■ **INSTRUKSI TUGAS 1**
Hitung baris dalam catatan yang memuat kata "light", dengan huruf besar dan kecil dibedakan. Tuliskan angkanya saja.
■ **INSTRUKSI TUGAS 2**
Lanjutkan tulisan tentang lokalisasi pelacuran setelah kalimat terakhir yang ditampilkan.

■ **BACAAN PILIHAN**
Bagaimanapun,
haramnya pup mesti kita lokalisasikan di tempat yang namanya kakus atau toilet.
Kalau bisa, kakus itu dibuat sebersih dan seindah mungkin agar kesan joroknya
hilang. Tanpa kakus, maka pupitu akan bertebaran di mana-mana: di balik lemari,
di kolong tempat tidur, atau di bawah karpet. Hihihihi, jijaykan? Begitu
juga pelacuran. Banyak kepala daerah yg enggan disebut daerahnya ada
lokalisasi.
Tetapi
tanpa lokalisasi, PSK (pekerja seks komersial) tetap beroperasi dari mana-mana,
termasuk dari kos atau rumahnya sendiri. Siapa tahu mereka ada yang mengekos di
rumah Anda? Karena itu, sebaiknya (menurut saya) kita ikuti strategi Gubernur
Ali Sadikin dan Pemerintah Malaysia yang mengharamkan pelacuran di tempat lain
kecuali di lokalisasi dan memanfaatkan pemasukan dananya untuk pembangunan.
Akhirnya saya tutup tulisan saya minggu lalu itu dengan kalimat“Mungkin
sekali ada yang tidak setuju dengan pendapat saya. Apalagi kalau rujukannya
kitab suci. Ya, silakan saja. Tetapi, kenapa masih ada kakus di rumah Anda?”
Setelah
dimuat di KORAN SINDO, tulisan itu saya posting di Facebook saya. Tanggapan
yang masuk banyak sekali, kebanyakan setuju dan minta izin untuk sharing.
Tetapi, seperti yang saya duga, ada beberapa yang tidak setuju. Gak apa-apa,
beda pendapat itu kan biasa. Tetapi, saya ingin berbagi dengan Anda tentang
argumentasi yang mereka gunakan untuk menggugurkan pendapat saya.

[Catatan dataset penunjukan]
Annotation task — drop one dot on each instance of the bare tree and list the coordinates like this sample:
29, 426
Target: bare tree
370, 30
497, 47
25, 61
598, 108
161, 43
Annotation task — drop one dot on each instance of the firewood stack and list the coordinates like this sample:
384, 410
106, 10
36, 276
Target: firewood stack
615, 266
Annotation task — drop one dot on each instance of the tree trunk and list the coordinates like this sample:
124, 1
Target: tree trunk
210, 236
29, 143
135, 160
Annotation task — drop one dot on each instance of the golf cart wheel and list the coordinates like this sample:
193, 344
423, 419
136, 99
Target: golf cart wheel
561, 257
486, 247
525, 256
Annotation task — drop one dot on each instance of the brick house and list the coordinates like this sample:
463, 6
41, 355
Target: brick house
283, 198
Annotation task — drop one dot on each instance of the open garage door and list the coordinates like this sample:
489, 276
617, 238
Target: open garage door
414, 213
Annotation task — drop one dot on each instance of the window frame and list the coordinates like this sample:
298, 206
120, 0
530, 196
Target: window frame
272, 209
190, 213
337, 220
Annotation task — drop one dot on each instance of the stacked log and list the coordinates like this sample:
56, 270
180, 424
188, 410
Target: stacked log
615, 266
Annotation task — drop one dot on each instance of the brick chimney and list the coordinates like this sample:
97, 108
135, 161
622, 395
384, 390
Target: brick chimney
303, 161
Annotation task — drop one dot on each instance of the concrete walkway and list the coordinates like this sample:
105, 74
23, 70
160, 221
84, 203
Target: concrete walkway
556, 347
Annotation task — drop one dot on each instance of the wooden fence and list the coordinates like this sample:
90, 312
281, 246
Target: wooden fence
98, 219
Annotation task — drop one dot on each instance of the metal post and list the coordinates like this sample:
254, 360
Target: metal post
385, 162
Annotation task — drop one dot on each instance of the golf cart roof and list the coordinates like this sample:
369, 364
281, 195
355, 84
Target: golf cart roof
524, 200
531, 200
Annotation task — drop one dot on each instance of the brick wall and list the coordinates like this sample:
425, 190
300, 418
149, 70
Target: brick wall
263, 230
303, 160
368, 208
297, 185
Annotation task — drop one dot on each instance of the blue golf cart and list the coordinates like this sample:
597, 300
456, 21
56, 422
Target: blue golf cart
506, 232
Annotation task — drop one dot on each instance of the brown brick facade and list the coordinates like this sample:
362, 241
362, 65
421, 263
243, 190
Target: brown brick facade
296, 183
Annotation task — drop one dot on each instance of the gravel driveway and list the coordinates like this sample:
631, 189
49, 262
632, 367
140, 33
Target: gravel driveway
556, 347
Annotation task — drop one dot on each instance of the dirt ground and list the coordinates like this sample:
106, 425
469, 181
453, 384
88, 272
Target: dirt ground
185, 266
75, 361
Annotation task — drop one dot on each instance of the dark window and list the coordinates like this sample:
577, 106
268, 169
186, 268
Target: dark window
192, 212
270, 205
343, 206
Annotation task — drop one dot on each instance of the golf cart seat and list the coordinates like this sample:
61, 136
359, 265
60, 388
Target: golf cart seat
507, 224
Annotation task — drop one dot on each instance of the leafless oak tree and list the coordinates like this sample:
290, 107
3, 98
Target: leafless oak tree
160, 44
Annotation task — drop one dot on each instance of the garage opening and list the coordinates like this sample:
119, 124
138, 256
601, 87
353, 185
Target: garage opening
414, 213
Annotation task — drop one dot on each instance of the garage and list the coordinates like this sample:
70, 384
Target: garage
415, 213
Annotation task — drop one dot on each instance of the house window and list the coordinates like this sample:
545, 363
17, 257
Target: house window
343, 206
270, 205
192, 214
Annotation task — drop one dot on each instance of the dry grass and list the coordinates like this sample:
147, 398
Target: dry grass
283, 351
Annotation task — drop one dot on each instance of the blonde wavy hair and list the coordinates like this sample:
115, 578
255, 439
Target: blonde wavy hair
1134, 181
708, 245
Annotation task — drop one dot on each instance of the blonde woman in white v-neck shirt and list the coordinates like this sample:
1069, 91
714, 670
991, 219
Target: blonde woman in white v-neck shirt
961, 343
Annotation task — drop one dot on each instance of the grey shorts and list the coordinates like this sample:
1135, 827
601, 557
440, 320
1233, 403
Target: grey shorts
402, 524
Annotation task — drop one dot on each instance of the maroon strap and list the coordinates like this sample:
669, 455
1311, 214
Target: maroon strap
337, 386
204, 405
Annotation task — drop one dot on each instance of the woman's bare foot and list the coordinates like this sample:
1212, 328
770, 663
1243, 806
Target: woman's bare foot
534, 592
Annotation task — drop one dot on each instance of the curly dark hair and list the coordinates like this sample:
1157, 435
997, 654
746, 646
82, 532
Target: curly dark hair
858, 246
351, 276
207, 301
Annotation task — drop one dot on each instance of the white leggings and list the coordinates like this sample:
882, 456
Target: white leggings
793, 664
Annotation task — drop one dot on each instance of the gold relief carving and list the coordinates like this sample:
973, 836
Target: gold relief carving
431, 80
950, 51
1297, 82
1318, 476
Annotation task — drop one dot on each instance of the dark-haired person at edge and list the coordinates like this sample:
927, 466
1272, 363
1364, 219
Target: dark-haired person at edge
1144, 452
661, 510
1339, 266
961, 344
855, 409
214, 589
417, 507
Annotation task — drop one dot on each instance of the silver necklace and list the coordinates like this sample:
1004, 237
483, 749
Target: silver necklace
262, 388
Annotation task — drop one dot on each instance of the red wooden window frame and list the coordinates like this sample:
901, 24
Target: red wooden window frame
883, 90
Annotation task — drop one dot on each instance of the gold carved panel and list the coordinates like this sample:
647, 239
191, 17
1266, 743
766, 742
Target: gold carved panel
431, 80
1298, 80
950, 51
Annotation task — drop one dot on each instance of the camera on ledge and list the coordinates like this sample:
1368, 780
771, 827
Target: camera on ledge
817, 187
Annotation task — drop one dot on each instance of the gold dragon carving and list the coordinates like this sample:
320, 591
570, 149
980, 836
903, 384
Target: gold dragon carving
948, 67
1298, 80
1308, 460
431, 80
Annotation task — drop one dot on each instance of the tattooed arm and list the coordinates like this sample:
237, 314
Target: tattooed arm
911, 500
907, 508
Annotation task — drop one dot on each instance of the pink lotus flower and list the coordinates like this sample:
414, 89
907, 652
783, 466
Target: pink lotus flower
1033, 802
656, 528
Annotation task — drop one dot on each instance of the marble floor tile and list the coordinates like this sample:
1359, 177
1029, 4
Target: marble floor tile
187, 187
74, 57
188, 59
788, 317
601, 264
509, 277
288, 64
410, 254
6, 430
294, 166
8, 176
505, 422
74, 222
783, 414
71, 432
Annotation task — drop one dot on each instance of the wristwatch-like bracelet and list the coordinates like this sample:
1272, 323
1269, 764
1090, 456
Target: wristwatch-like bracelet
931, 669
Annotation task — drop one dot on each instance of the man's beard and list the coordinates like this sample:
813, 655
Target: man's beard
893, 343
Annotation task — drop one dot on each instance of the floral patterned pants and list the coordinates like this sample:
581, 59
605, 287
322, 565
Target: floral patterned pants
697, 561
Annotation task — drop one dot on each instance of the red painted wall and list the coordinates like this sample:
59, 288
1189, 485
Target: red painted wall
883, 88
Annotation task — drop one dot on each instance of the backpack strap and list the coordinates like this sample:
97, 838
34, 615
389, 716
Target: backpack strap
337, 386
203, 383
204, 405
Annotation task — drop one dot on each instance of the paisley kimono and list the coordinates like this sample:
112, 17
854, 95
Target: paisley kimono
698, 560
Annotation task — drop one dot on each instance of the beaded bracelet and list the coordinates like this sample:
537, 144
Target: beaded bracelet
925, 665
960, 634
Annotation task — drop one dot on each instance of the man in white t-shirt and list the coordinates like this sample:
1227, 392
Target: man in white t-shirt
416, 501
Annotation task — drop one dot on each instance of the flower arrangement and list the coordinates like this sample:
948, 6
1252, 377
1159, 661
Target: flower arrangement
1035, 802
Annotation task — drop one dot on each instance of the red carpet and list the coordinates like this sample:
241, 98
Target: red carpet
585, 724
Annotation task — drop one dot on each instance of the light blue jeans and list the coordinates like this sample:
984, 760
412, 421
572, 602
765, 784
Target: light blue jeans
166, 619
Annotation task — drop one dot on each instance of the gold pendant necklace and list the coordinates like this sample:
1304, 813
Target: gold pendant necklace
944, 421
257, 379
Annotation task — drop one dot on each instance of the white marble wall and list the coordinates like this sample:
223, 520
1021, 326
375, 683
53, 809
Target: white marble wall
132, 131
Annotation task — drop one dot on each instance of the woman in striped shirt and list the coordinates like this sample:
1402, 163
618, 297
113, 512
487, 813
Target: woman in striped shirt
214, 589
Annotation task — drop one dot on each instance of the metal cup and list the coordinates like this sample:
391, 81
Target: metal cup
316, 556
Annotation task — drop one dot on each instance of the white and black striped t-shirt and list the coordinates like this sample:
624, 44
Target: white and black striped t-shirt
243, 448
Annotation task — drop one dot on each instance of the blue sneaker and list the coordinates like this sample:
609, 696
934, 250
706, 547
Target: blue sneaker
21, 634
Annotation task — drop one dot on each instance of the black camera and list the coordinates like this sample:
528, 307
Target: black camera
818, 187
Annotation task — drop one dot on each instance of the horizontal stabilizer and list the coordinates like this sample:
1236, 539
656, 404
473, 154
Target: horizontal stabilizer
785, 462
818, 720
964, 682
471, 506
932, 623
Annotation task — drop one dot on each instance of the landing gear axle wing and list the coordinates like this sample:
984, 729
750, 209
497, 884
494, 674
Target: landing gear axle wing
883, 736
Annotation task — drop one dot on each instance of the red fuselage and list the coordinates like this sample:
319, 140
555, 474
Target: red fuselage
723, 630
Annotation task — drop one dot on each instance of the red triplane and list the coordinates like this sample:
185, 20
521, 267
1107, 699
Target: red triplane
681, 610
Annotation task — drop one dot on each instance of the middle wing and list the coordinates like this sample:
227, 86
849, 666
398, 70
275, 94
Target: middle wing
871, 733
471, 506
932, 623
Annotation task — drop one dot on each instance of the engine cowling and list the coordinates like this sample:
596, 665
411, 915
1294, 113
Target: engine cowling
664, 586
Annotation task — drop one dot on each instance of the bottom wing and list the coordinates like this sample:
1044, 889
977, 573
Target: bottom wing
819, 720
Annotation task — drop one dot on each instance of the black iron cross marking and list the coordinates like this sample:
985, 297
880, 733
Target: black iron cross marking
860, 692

■ **JAWABAN TUGAS 1**
2

■ **JAWABAN TUGAS 2**
Saya
ambil dua pendapat saja dari mereka yang berbeda pendapat dengan saya. “Jadi
maksud Prof, kita disuruh makan uang hasil judi, pelacuran, maksiat. Waduh,
Prof... Lebih baik kita berusaha sadarkan dan latih mereka. Hahaha... Negara
kita mau ditimpa bencana apalagi, Prof?”
“Pemusnahan
Lokalisasi menimbulkan masalah baru, kemana kah para PSK? Simpel: mereka bukan
penduduk asli, jadi bisa saja mereka pulang ke daerah asalnya....Kalau mereka
sulit mencari nafkah karena lokalisasi sudah ditutup, percayalah mencari mangsa
adalah jalan terakhir, kalau lah masih ada jalan yang lain, pastilah mereka
tempuh. Di sinilah peran pemerintah. Kalau sudah menutup, ya sediakanlah
usaha baru buat mereka, entah pelatihan menjahit, memasak dsb.”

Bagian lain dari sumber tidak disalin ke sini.